The task:
For this exercise, output the line containing "Where can you find the white sedan?" and all lines after it to the end of the records, exactly, with no other content.
== Segment start ==
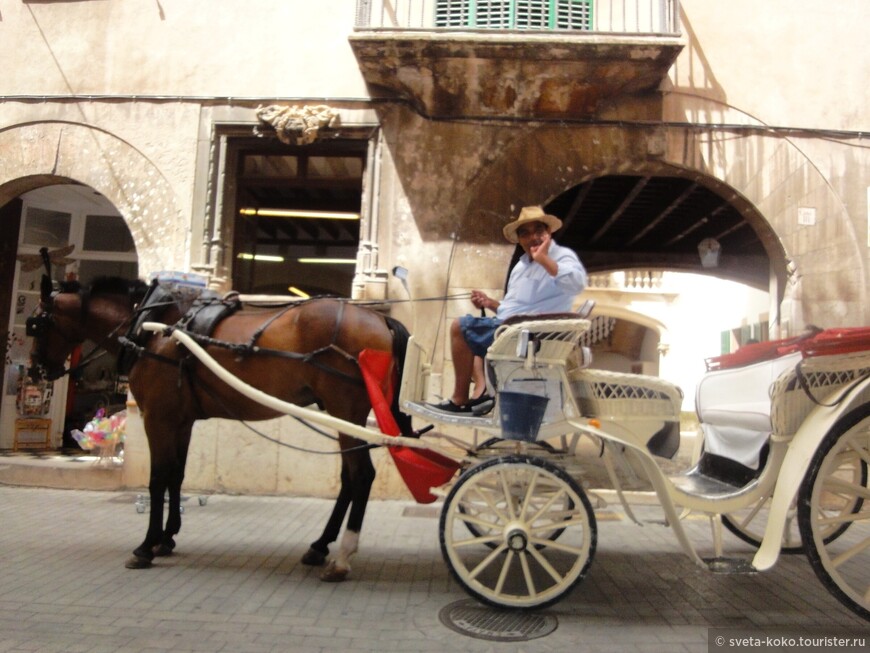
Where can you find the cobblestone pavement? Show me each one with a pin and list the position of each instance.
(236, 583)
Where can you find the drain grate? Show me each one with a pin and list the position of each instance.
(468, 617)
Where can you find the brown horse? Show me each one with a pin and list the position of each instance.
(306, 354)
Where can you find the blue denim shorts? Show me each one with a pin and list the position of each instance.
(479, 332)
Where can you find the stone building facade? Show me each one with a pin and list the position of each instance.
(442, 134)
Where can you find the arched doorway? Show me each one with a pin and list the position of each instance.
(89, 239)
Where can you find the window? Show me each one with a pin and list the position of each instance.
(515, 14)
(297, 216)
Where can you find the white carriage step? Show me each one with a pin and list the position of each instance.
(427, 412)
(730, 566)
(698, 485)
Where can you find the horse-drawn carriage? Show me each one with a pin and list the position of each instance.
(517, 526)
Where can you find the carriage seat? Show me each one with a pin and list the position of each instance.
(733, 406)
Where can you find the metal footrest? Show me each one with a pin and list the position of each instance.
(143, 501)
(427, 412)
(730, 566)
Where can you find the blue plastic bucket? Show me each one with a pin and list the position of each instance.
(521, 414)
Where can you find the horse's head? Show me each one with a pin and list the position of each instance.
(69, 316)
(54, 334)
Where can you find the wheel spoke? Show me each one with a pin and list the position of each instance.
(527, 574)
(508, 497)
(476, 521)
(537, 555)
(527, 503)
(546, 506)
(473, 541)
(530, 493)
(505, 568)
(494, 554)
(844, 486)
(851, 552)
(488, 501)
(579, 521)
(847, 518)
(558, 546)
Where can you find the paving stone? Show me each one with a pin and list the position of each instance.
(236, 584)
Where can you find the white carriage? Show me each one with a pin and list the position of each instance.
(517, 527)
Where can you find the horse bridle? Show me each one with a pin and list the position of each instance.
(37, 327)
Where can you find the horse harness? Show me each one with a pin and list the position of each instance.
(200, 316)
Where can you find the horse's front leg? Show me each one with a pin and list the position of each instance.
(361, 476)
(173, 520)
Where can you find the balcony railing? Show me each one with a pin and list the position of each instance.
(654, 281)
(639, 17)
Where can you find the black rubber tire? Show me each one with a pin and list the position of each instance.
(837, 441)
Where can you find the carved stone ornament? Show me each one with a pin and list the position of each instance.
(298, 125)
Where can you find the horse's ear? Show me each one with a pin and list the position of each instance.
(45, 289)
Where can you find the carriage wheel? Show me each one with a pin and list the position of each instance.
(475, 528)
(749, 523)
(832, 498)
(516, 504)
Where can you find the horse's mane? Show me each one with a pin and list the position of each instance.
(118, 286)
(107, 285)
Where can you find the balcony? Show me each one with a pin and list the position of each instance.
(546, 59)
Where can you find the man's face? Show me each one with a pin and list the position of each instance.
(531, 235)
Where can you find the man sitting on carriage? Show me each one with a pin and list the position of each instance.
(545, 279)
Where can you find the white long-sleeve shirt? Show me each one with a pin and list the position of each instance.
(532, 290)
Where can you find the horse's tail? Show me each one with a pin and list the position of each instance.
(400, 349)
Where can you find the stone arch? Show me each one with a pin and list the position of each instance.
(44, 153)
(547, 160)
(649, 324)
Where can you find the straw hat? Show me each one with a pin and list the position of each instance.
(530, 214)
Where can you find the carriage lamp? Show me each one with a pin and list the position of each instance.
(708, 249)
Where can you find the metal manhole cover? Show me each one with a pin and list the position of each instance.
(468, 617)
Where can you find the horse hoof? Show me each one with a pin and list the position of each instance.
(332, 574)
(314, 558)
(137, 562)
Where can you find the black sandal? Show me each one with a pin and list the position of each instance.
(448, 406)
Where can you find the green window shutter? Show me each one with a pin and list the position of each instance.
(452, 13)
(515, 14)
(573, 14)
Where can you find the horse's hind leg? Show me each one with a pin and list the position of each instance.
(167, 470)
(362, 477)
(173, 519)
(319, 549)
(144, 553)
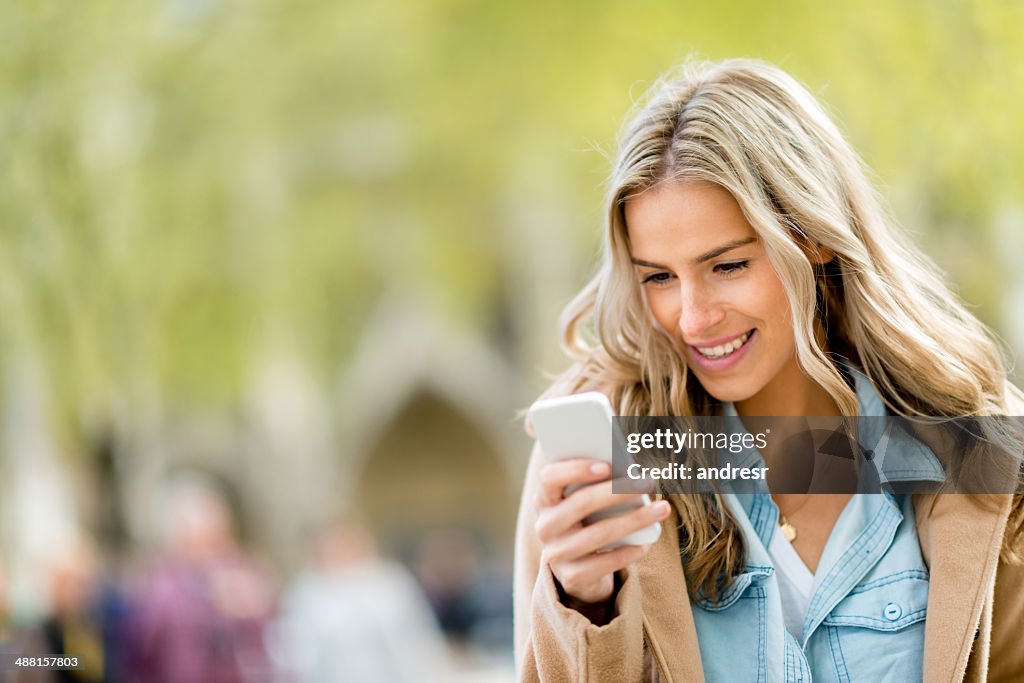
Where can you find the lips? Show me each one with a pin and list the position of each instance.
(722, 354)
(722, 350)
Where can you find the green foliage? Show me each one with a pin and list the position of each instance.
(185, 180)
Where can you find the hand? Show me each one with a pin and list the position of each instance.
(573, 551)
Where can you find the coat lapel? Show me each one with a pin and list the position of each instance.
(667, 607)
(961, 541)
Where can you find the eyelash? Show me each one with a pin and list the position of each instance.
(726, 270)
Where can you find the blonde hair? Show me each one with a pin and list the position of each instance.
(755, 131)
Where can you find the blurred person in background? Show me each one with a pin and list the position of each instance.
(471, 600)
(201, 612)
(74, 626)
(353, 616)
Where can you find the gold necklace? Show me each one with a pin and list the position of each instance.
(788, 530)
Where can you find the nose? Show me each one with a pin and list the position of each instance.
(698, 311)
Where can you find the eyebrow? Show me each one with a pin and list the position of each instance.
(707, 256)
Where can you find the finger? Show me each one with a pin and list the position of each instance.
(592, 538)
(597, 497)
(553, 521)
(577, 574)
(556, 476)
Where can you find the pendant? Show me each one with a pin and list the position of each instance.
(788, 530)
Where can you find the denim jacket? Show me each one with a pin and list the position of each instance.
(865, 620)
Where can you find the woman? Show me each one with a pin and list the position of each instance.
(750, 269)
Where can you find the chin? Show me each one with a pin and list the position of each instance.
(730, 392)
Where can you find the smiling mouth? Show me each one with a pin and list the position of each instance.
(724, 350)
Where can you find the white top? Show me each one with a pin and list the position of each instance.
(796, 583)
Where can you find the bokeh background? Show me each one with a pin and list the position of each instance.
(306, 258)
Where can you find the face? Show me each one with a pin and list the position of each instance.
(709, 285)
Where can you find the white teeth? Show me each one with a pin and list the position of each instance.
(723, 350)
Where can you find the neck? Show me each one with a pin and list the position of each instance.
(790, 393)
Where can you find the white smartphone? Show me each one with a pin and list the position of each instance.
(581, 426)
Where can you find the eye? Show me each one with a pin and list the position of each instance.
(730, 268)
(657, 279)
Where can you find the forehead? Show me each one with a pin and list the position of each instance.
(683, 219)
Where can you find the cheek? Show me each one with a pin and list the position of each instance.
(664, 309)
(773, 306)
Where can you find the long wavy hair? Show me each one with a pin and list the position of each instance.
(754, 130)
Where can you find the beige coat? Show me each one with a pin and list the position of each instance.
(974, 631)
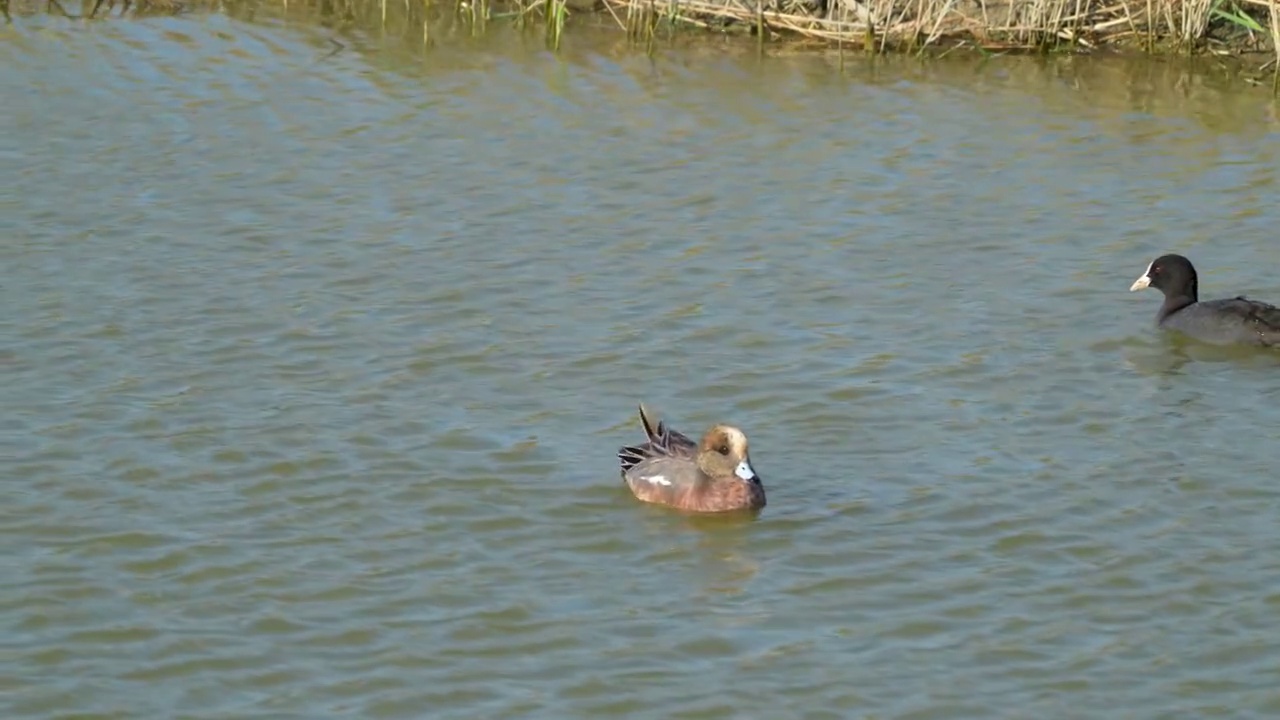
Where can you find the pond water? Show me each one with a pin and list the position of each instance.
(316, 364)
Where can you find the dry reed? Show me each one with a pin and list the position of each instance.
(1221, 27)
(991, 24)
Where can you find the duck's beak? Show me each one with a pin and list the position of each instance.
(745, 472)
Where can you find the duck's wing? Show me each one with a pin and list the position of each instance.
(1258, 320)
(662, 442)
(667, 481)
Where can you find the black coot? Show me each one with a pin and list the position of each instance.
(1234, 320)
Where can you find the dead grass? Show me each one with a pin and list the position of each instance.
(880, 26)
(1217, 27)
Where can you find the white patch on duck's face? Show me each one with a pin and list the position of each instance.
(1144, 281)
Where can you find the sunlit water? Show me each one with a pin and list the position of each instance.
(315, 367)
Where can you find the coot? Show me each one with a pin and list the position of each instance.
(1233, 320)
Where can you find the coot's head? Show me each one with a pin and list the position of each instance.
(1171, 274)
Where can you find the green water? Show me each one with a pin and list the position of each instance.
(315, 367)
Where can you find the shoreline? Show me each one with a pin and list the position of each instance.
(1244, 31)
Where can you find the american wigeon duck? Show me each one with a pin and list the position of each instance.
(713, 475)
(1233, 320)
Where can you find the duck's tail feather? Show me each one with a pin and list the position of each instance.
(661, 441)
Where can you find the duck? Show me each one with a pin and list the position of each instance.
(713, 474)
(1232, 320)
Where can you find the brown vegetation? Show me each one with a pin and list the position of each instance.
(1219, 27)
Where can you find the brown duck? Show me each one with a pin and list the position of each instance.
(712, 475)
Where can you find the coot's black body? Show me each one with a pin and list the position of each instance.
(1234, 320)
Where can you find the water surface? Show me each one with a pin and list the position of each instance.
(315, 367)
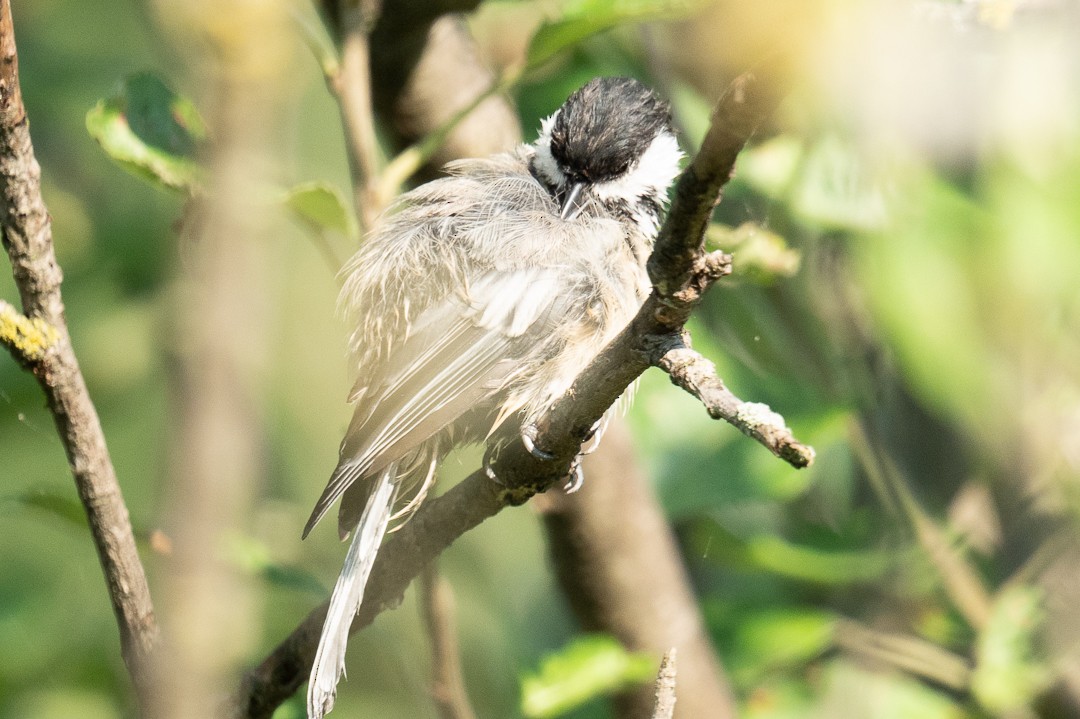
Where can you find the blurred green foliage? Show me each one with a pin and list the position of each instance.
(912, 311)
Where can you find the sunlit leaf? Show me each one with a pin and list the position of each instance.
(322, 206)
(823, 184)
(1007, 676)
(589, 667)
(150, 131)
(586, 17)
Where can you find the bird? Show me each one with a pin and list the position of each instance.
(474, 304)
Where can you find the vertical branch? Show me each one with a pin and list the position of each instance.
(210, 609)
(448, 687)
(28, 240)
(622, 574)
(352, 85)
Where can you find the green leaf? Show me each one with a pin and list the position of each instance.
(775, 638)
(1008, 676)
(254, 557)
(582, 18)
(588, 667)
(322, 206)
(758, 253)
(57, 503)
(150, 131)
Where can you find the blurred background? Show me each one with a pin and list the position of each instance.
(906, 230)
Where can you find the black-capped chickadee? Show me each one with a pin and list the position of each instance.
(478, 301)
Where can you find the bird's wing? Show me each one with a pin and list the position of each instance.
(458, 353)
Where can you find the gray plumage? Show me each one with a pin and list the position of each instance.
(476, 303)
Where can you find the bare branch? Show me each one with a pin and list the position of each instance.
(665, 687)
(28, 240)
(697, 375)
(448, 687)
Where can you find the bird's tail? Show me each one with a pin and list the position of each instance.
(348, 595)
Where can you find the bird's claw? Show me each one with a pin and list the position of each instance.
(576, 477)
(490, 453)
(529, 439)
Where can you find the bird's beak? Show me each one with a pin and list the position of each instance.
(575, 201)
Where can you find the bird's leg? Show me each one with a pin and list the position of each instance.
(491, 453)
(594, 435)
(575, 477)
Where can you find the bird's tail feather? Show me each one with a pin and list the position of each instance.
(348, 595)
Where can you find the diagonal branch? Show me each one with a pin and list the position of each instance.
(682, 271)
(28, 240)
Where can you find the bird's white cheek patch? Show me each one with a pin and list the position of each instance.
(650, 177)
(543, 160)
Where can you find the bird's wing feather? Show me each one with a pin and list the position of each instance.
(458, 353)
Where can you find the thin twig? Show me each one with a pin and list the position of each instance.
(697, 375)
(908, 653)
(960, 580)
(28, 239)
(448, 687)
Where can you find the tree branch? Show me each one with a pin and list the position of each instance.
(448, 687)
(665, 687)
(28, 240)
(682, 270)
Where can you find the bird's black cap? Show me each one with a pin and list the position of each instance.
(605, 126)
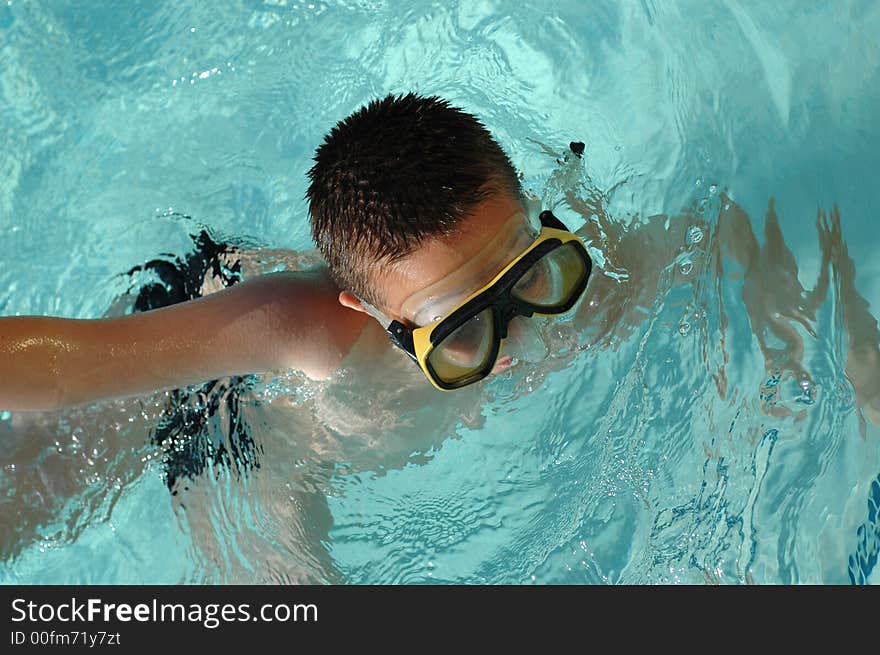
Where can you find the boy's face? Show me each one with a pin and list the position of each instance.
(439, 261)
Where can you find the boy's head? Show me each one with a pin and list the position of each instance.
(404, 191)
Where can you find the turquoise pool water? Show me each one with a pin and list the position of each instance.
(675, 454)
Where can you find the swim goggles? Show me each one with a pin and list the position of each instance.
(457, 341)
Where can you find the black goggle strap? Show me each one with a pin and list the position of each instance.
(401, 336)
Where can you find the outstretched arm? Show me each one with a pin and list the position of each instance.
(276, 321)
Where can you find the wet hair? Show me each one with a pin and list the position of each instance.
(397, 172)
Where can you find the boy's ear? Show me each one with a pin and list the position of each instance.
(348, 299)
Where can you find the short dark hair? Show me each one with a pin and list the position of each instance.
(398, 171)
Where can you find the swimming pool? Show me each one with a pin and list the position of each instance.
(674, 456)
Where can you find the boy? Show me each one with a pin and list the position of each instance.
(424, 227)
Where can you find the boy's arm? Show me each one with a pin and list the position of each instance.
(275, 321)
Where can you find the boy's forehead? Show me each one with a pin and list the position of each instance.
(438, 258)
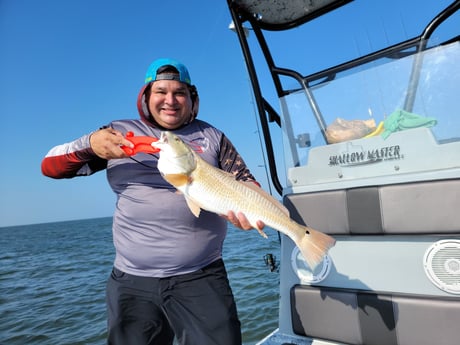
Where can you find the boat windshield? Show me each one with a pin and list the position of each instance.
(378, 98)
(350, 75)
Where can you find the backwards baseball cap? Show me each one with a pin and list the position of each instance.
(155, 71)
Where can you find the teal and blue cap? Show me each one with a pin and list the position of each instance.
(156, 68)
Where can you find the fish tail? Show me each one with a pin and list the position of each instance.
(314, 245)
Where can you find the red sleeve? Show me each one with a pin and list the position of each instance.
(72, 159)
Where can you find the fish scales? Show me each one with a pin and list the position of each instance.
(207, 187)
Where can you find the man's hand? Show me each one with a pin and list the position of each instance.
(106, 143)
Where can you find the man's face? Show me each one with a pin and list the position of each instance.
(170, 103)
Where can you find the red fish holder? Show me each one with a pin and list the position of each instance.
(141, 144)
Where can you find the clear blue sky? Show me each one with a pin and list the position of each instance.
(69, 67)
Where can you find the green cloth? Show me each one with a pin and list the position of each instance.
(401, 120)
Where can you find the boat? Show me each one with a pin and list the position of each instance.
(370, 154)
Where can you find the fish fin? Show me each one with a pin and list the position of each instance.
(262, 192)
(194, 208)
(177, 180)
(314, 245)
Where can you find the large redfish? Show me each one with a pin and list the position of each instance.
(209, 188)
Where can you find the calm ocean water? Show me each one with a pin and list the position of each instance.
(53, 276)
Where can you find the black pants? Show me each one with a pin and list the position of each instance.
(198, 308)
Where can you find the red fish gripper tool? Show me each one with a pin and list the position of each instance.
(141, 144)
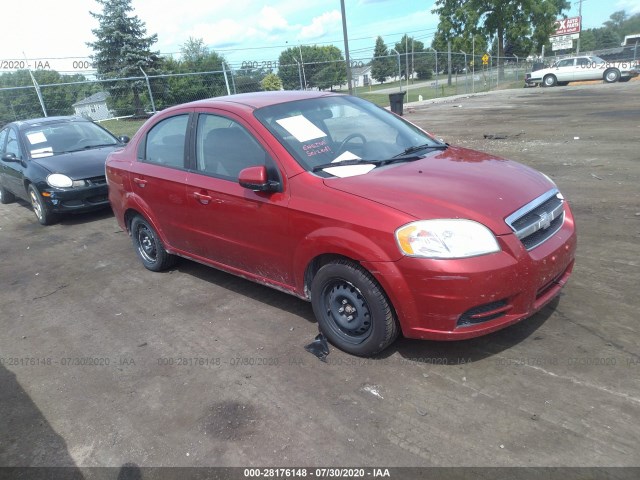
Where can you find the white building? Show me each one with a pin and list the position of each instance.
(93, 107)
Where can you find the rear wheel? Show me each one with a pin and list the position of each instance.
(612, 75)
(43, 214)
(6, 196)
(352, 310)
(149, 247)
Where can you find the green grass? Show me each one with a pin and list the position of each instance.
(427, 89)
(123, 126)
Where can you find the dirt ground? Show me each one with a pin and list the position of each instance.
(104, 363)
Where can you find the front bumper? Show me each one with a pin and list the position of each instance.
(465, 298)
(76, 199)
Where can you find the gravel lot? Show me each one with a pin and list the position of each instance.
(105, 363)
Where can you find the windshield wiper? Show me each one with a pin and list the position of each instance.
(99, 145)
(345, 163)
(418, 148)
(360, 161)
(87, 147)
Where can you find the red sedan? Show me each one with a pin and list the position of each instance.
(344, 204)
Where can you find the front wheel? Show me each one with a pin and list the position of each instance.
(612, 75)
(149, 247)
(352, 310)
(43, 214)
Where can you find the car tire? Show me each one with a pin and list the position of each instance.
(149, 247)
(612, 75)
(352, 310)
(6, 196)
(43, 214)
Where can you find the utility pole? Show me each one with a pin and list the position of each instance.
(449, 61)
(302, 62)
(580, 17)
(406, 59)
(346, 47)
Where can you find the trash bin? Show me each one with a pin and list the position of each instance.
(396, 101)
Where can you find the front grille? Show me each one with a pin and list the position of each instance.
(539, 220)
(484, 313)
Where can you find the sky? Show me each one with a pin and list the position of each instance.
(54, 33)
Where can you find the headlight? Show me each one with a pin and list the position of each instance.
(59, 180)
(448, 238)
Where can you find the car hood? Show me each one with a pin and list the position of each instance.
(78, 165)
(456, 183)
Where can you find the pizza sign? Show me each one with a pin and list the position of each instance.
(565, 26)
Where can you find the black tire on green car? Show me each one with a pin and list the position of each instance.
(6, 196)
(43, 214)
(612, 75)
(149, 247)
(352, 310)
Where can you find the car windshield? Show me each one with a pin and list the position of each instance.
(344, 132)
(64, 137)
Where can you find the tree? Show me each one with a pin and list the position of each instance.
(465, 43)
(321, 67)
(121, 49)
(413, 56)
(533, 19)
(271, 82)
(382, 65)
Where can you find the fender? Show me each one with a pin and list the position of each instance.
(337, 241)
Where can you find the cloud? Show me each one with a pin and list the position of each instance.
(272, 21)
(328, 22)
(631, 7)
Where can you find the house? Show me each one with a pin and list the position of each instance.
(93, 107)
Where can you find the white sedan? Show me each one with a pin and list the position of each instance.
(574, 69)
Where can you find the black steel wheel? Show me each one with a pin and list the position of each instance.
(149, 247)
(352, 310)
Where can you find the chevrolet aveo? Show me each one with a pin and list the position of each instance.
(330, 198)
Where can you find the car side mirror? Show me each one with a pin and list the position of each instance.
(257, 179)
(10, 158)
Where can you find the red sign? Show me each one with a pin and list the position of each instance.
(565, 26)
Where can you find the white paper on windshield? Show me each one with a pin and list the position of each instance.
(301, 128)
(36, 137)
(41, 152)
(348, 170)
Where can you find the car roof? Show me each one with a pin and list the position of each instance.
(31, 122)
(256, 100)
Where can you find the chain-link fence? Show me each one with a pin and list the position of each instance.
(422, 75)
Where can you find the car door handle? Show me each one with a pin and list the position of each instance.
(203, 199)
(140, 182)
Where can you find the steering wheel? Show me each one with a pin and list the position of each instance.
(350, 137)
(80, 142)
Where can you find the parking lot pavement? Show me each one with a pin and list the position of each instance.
== Segment end ==
Answer to the exercise:
Where can you find the white sedan? Show me each one with a pin and list the position of each instance.
(574, 69)
Where can you find the black steel wheel? Show me each one with a pin and list the position of each instance.
(149, 247)
(352, 310)
Where can you find the chevrolet aveo? Show me each one with a pin and list the position of each instance.
(330, 198)
Where can you find the car side mirror? Show me each one with a pin and list the position of each instance.
(257, 179)
(10, 158)
Where can you find the red sign? Show me each one with a pin and list the position of each instance.
(565, 26)
Where can you find the white paper on windshield? Show me each one with a pin and list the position of each instance.
(301, 128)
(36, 137)
(41, 152)
(348, 170)
Where can you find the car roof? Show me each one with a pin and list the position of each instance.
(31, 122)
(256, 100)
Where can you find the chain-link fence? Show me each one with a pin and list the position of each instance.
(422, 75)
Where can you find the car door handle? Show me each one with a pin and list the position of each instance.
(203, 199)
(140, 182)
Where can you find the steering wheel? Show me each one with a pin and list the position of each instance.
(350, 137)
(80, 142)
Where can you find the parking lot pavement? Show me each one with a pin and list the position of each instance.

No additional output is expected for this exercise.